**TASK TO COMPLETE:**
The records below must be duplicated exactly, character for character.
########
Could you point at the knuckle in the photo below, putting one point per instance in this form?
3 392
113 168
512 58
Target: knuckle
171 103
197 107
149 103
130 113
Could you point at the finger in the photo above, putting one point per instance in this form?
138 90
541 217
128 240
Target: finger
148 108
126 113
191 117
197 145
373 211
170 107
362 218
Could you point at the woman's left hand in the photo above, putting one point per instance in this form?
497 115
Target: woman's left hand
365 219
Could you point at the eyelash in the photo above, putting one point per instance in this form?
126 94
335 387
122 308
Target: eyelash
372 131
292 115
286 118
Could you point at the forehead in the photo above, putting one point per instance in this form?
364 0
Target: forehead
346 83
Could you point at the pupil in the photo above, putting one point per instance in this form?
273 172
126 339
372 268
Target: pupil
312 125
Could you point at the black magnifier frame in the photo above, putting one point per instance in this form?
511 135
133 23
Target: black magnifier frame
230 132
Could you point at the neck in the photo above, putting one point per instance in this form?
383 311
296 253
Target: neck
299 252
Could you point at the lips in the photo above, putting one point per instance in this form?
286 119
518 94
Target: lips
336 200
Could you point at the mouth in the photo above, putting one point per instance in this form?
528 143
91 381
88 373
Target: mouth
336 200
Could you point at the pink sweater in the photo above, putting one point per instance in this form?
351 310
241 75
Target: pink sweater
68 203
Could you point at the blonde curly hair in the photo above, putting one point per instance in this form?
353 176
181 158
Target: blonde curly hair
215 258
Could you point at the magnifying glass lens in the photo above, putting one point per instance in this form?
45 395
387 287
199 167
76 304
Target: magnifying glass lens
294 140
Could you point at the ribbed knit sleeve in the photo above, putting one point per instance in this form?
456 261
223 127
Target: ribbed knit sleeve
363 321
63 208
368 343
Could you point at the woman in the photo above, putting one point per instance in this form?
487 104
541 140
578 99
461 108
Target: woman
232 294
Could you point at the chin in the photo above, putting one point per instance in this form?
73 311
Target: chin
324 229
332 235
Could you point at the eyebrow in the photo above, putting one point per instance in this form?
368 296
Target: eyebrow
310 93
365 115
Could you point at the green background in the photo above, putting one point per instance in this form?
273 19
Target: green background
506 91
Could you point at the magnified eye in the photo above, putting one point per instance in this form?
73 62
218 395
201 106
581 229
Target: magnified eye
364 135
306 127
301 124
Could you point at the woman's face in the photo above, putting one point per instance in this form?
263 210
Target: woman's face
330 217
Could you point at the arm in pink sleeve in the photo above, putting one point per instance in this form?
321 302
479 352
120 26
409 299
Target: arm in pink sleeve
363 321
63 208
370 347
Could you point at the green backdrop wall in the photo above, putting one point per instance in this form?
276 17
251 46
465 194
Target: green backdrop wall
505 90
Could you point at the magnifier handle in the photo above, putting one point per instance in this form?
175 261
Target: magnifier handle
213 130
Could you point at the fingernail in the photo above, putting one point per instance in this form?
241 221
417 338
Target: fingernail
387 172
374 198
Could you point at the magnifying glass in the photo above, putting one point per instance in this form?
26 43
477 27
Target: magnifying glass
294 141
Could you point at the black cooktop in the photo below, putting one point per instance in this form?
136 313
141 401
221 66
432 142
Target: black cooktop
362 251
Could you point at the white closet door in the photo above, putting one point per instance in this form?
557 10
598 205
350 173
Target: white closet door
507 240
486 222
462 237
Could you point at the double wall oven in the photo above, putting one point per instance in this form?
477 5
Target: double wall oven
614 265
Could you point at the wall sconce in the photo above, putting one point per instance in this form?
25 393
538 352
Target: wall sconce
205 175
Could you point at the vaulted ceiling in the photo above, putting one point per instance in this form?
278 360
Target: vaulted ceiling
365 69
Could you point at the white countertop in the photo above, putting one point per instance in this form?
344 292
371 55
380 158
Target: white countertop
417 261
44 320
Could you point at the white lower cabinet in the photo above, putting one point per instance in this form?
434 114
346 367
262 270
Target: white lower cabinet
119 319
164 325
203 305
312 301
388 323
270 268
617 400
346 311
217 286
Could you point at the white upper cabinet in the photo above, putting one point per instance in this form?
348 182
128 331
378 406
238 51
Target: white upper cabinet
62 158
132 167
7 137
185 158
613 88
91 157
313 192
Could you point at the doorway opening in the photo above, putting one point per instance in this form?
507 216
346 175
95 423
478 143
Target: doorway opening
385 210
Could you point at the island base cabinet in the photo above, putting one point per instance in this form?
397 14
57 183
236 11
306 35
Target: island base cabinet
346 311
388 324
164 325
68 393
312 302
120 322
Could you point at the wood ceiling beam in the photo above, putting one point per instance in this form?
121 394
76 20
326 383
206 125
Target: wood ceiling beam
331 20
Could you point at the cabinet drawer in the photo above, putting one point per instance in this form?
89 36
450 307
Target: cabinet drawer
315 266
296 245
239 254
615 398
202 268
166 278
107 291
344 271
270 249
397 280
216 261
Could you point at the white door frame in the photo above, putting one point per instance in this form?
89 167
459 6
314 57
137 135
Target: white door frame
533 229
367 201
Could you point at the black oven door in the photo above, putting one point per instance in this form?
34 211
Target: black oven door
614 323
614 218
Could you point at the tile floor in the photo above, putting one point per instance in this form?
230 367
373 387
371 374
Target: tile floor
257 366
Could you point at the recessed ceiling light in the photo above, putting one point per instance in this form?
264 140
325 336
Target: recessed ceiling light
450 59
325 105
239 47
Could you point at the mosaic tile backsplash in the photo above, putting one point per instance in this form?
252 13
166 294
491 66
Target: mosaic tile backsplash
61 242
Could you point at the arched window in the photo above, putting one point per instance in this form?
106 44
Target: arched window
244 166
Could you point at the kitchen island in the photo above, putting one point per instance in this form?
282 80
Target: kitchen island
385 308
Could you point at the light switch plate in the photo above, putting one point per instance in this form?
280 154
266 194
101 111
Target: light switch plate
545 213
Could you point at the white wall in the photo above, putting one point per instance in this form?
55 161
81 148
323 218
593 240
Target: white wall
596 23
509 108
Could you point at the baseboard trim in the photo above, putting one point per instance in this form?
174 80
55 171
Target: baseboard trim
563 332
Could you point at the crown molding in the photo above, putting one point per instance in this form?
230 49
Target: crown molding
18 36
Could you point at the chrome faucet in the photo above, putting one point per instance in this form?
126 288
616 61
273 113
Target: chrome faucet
########
**ANSWER TO THIS TASK:**
Could you point at the knuckle in the photo below, putting one point per instance in this form?
3 392
113 168
512 58
Target: knuckle
171 103
197 107
149 103
130 113
Could you point at the finger in the photo above, putting one point per instance in this form?
138 90
541 217
128 240
Target: finger
148 108
126 113
191 117
197 145
373 211
170 107
362 218
Could you point at the woman's left hand in the photo above, putting one point per instance in this form?
497 115
Target: woman's left hand
365 219
Could you point at the eyelash in the photo above, putting one point per instance in this form?
126 94
335 387
122 308
Target: eyelash
372 131
292 115
286 118
Could you point at the forehead in the photo above, putting one point per instance in this form?
364 0
Target: forehead
346 83
Could you point at the pupil in the photo above, putting one point per instance in this form?
273 172
126 339
372 268
Target: pupil
312 125
Could you point at the black magnifier frame in the photo above, putting one point per instance in this form?
511 135
133 23
Target: black magnifier frame
230 132
Could you point at the neck in the photo above, putting one point per instance in this form?
383 311
296 253
Target: neck
299 252
Could you point at the lips in the photo above, putting one point per instance in this form?
286 119
518 94
Target: lips
336 200
Could you point at the mouth in the photo above, putting one point per instance in this form?
528 143
91 381
88 373
Target: mouth
336 200
Could you point at the pink sweater in the photo above, putting one point per instance in this form?
351 310
241 75
Target: pink sweater
68 203
Could you point at the blonde curly hair in the photo above, putting one point per instance in this form?
353 176
181 158
Target: blonde curly hair
215 258
Could you point at the magnifying glass lens in the photo above, putting one point per instance in this form?
45 395
387 287
199 167
76 304
Target: magnifying glass lens
294 140
Could you point at the ribbed knit sleeve in the photo above, putting one point per instance in this form?
456 261
223 127
Target: ribbed knit sleeve
363 321
63 208
368 343
Could you point at the woman in the photo above, putting one point per instance in this form?
487 104
541 140
578 99
461 108
Target: woman
232 294
Could you point at the chin in the photo above, putting one point per instance in this form?
73 311
Target: chin
324 229
332 235
Could you point at the eyebrow in the photo above, putting one point per instance in this form?
368 296
Target: eyebrow
310 93
365 115
Could you point at the green background in the photo above, putting one point per instance in this form?
273 19
Target: green background
506 91
Could you point at the magnified eye in the photo above, putting one point per instance in this form?
73 62
218 395
201 106
581 229
Target: magnified eye
364 135
306 127
301 124
Could you point at the woman's face in the photo above, putting one point per instance in this form?
263 210
Target: woman's face
330 217
Could you point at the arm in pink sleeve in the photo above, putting one point per instance in this form?
321 302
479 352
120 26
409 299
Target: arm in pink sleeve
363 321
63 208
370 347
Could you point at the green backdrop wall in the photo above, putting one point per instance in this form?
276 17
251 46
465 194
Target: green backdrop wall
505 90
Could you point at the magnifier handle in the photo above, putting one point per instance in this form?
175 261
Target: magnifier handle
213 130
Could you point at the fingernail in the photo above, putting one point per instance in this form?
241 221
417 338
Target: fingernail
387 172
374 198
Could you point at the magnifying glass in the photo above, putting one point per instance in this form?
26 43
477 27
Target: magnifying glass
294 141
Could you point at the black cooktop in the photo below, putting one point per instance in this form?
136 313
141 401
221 66
432 142
Target: black cooktop
362 251
Could you point at the white closet door in the photo above, putting one point per instance in this form?
557 10
598 205
350 173
Target: white closet door
507 240
486 222
462 237
Could you point at the double wall oven in the photo above, putting one point per instance in this form?
477 5
Target: double wall oven
614 265
Could you point at the wall sconce in the photo above, putting one point per instance in this form?
25 393
538 352
Target: wall sconce
205 175
Could you point at the vaulted ceiling in the photo above, putting one point per instance in this form?
278 360
Target: vaulted ceiling
365 69
Could you point at the white countertop in the photo above, putting one point per instance in this form?
344 292
371 55
380 158
Target: white countertop
417 261
44 320
Could you point at the white lower cabinet in the photo above, putting one point per instance in this form?
434 114
346 367
262 270
Target: white lower cabinet
119 319
164 325
203 305
312 301
388 323
270 268
617 400
346 311
217 286
Could you point at the white upper cabinet in the photo above, putting one point per instance in this form?
348 182
128 331
378 406
238 51
Target: white upper cabinet
62 158
132 167
7 137
185 158
613 88
91 157
313 192
Could you point at the doorway opening in the photo above, putting one point per instance in this form?
507 216
346 175
95 423
478 143
Target: doorway opening
385 210
Could you point at the island base cabinet in the photo above, putting one point per instance in this form?
397 14
57 183
236 11
306 35
Target: island base cabinet
346 311
388 324
164 325
68 393
312 302
120 322
Could you point at the wood ceiling beam in the photo above, putting one point per instance in this form?
121 394
76 20
326 383
206 125
Target: wood ceiling beam
331 20
Could you point at the cabinet drawer in the photo above, putting one point per instance in this form?
89 36
450 307
Target: cabinet drawer
315 266
296 245
239 254
615 398
202 268
166 278
107 291
344 271
270 249
397 280
216 261
Could you point at the white door frame in the photo above, putting one point per instance in this form?
89 167
459 6
314 57
137 135
Target: white door frame
533 229
367 201
Could you point at the black oven door in the photo above, putting one point per instance in this form?
34 211
Target: black oven door
614 323
614 218
Could you point at the tile floor in the photo above, putting one point per instance in this form?
230 367
373 387
371 374
Target: tile floor
257 366
Could you point at the recessed ceiling light in the photo above, putting one point per instance in this form?
264 140
325 336
Target: recessed ceiling light
450 59
325 105
239 47
Could you point at the mosaic tile backsplash in the photo above, putting one point per instance in this form?
252 13
166 294
491 66
Target: mosaic tile backsplash
61 242
Could you point at the arched window in the photo above, putting one point per instance in this form?
106 44
Target: arched window
244 166
Could you point at the kitchen island in the photo above, putting one point per instance in this form?
282 80
Target: kitchen island
385 308
Could you point at the light switch plate in the photo above, putting one point per instance in this form?
280 154
266 194
101 111
Target: light switch plate
545 213
Could you point at the white wall in the photo above, putting one point per instance in this form?
55 161
81 148
323 218
593 240
Target: white wall
596 23
509 108
Could you point at the baseboard trim in the photo above, putting one point per instance in this form?
174 80
55 171
Target: baseboard trim
563 332
Could you point at the crown molding in the photo above, putting one point per instance in this form?
230 49
Target: crown molding
18 36
Could you point at the chrome faucet in the photo above, putting one point per instance in this form?
126 288
616 61
273 113
Target: chrome faucet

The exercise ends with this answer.